To be done
Copy the listing below word for word, starting at the line containing "Objective: for every instance of the tree" and going through the end of the listing, with both ends included.
::::::::::
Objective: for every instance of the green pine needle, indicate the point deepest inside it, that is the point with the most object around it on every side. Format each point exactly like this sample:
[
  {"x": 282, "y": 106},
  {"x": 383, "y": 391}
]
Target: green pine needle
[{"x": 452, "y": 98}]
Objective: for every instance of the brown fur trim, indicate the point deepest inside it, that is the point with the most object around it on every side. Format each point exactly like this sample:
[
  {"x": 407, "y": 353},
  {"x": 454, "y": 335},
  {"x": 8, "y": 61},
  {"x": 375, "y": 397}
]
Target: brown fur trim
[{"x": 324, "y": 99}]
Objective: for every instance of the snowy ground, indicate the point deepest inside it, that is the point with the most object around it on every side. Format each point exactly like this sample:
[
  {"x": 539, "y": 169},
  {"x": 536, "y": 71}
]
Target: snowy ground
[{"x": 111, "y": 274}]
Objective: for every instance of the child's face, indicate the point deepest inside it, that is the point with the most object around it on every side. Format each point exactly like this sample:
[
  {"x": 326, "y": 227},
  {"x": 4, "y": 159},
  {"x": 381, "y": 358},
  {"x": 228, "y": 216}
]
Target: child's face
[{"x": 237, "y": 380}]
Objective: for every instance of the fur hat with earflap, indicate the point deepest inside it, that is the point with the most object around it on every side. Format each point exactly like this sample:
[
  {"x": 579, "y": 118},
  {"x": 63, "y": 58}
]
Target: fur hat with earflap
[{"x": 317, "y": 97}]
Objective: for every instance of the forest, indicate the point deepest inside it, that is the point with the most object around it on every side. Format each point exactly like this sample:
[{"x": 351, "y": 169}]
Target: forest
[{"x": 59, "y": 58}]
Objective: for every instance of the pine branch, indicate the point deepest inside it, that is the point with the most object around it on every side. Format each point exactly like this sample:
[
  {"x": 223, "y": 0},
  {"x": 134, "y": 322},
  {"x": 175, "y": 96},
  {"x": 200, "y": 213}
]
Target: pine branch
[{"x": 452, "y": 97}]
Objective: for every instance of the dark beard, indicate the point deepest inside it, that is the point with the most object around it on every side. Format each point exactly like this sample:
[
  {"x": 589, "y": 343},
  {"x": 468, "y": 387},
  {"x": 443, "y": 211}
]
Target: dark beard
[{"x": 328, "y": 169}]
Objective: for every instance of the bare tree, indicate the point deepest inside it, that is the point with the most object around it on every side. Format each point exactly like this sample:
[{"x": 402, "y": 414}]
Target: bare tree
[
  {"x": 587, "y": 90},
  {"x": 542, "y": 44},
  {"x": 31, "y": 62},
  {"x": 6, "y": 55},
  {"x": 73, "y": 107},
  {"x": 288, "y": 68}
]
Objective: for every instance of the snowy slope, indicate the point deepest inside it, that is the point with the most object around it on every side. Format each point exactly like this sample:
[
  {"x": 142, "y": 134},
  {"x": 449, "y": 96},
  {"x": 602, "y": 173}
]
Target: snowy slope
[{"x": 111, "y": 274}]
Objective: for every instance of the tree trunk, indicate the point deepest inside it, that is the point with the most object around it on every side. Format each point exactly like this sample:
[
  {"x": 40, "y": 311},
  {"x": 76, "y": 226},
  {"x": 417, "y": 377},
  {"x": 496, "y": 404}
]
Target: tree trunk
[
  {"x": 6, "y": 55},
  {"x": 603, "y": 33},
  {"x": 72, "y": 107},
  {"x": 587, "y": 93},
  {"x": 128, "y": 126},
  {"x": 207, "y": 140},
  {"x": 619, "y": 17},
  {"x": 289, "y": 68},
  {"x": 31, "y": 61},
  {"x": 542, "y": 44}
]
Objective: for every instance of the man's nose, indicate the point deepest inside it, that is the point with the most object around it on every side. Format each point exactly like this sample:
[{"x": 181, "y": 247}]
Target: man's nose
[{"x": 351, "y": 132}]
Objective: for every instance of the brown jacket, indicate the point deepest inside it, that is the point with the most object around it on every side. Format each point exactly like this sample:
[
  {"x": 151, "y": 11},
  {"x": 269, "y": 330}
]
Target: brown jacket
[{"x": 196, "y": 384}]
::::::::::
Solution
Objective: for every instance of the tree trunk, indicate the point deepest inside it, that is the point with the most object around it on every side. Format each point exactly like this sample:
[
  {"x": 40, "y": 311},
  {"x": 76, "y": 226},
  {"x": 417, "y": 377},
  {"x": 496, "y": 404}
]
Target: tree trunk
[
  {"x": 6, "y": 55},
  {"x": 603, "y": 33},
  {"x": 72, "y": 107},
  {"x": 587, "y": 93},
  {"x": 128, "y": 126},
  {"x": 207, "y": 140},
  {"x": 619, "y": 17},
  {"x": 289, "y": 68},
  {"x": 31, "y": 61},
  {"x": 542, "y": 44}
]
Objective: for every instance of the man's nose, indicate the point deepest inside it, that is the point with the most object around it on every side. Format each point exactly like this sample:
[{"x": 181, "y": 247}]
Target: man's nose
[{"x": 351, "y": 132}]
Objective: for every instance of the brown jacket, indicate the point deepest inside it, that is the point with the most object around it on every side. Format each point exactly like this sample:
[
  {"x": 151, "y": 11},
  {"x": 269, "y": 330}
]
Target: brown jacket
[{"x": 196, "y": 384}]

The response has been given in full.